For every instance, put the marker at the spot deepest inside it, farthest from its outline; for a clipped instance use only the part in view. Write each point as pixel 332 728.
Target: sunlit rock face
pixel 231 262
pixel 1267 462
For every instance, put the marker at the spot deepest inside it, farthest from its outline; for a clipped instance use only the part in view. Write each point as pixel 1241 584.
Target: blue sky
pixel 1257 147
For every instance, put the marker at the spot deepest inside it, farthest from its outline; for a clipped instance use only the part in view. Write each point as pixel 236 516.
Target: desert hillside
_ _ _ _ _
Exercise prompt: Say how many lines in the preceding material include the word "each", with no other words in the reply.

Task solution: 3